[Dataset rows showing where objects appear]
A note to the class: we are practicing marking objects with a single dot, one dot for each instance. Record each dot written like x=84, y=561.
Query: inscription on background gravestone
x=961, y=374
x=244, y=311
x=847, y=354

PROBLEM DETAILS
Rewrite every line of the records above, requests included, and increase each x and y coordinate in the answers by 66. Leave the numbers in the requests as they are.

SOLVED PROBLEM
A note to the class: we are practicing marking objects with a single dot, one dot for each instance. Record each dot written like x=84, y=561.
Query: inscription on background gravestone
x=1027, y=440
x=310, y=377
x=913, y=420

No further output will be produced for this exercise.